*DESCRIPTION OF THE TASK*
Please report how many lines below contain "stone", writing nothing except the number.
════════════════════
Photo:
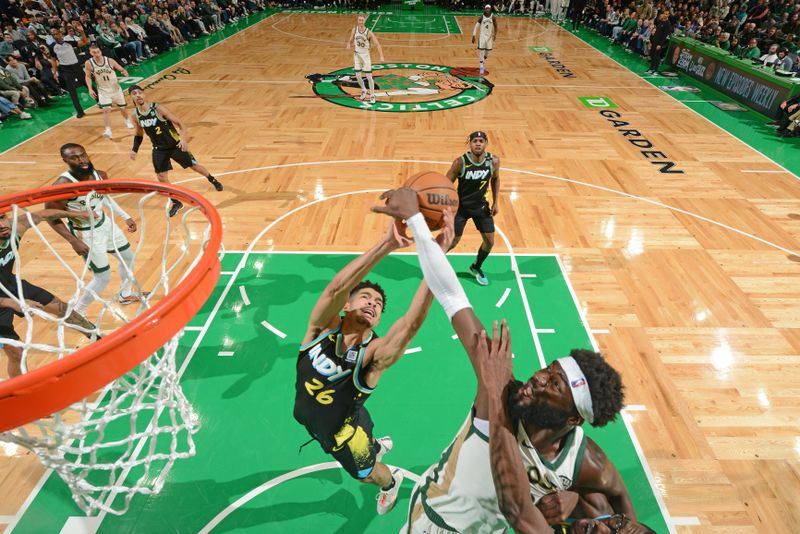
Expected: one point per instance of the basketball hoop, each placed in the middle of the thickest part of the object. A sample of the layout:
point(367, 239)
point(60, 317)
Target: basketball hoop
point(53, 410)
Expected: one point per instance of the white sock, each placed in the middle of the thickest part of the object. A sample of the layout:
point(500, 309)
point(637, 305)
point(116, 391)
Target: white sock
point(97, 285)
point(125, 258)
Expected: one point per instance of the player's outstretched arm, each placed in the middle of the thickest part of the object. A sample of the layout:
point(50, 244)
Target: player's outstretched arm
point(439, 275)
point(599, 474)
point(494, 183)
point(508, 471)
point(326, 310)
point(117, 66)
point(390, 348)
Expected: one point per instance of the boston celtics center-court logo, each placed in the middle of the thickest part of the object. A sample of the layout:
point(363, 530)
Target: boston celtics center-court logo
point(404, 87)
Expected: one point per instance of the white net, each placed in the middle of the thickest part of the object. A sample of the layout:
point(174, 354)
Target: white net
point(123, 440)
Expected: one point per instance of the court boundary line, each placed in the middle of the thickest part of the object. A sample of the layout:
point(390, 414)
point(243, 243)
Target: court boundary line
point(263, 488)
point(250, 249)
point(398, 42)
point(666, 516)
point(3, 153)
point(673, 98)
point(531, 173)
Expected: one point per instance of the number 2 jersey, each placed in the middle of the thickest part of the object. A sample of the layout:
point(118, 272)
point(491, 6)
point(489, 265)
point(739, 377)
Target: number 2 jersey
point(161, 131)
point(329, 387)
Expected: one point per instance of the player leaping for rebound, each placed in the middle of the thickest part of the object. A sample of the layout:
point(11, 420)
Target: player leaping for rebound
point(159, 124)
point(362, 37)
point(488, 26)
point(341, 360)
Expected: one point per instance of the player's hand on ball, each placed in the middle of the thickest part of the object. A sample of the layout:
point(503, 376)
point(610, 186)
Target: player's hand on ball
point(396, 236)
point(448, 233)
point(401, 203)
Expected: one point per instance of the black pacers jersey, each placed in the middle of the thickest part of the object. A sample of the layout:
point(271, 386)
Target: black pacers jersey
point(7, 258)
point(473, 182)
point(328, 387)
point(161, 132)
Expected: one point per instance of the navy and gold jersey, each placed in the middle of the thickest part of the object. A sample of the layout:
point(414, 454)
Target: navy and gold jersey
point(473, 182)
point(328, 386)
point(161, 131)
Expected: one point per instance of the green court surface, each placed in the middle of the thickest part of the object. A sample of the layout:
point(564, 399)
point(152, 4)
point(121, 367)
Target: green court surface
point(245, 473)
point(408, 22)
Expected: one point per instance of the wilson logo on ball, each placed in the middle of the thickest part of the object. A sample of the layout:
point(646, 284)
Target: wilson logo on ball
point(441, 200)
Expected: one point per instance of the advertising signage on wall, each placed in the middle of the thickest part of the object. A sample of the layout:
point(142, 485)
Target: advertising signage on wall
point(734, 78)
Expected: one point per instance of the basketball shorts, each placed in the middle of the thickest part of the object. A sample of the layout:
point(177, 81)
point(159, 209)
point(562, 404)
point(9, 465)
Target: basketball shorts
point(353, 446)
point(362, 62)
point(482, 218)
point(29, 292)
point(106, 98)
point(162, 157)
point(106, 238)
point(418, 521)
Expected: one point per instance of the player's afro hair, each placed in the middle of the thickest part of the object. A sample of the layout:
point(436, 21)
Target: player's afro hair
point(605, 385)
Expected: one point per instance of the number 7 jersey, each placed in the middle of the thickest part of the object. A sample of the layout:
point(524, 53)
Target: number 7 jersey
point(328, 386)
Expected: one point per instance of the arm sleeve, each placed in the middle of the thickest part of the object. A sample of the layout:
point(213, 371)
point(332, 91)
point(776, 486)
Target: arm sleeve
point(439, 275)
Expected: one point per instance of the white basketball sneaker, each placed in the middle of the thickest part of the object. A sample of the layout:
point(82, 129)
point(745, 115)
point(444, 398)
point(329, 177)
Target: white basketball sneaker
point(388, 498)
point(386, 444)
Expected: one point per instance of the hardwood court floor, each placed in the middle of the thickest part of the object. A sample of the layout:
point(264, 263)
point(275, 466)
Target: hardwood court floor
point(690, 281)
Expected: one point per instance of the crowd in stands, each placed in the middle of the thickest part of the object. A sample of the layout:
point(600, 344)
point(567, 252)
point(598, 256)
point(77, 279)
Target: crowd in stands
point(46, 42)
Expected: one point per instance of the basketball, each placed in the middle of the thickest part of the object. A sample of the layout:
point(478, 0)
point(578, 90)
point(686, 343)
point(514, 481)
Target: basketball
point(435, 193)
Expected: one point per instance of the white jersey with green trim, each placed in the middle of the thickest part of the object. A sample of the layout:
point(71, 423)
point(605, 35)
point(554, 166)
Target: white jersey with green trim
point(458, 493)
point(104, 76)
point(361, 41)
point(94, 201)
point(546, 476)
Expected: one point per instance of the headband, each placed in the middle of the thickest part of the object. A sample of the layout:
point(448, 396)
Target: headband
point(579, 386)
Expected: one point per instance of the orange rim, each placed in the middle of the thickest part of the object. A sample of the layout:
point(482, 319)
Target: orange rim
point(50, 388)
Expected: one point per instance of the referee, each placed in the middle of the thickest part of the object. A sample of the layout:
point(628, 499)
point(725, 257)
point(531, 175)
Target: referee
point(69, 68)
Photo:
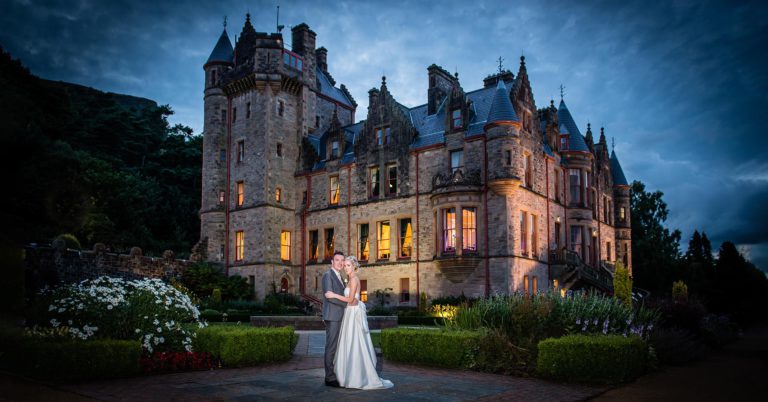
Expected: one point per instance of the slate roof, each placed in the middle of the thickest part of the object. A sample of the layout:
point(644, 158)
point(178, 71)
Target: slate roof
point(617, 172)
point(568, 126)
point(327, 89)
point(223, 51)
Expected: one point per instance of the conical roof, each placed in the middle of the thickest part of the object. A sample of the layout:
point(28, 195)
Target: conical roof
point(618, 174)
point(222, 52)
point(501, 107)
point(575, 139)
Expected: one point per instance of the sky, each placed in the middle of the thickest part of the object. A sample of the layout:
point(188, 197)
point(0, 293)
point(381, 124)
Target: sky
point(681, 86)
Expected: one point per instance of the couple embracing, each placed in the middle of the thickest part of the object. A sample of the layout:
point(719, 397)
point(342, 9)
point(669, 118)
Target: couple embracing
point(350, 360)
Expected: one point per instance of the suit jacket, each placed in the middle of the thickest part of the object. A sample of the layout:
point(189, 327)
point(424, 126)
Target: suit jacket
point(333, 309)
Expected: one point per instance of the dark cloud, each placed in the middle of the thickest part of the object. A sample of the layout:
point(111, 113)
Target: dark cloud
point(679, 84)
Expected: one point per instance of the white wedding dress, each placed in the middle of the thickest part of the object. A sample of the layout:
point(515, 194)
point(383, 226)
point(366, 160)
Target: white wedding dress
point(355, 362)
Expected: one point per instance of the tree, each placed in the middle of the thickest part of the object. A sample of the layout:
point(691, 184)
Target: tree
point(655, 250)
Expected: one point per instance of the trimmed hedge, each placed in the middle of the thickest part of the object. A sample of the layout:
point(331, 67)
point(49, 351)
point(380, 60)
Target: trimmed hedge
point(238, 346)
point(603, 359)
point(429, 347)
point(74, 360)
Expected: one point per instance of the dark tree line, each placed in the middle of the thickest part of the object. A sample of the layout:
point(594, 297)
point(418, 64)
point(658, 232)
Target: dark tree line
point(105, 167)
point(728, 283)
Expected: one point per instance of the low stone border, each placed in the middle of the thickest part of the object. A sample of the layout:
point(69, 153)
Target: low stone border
════════════════════
*WRITTEN ANSWER*
2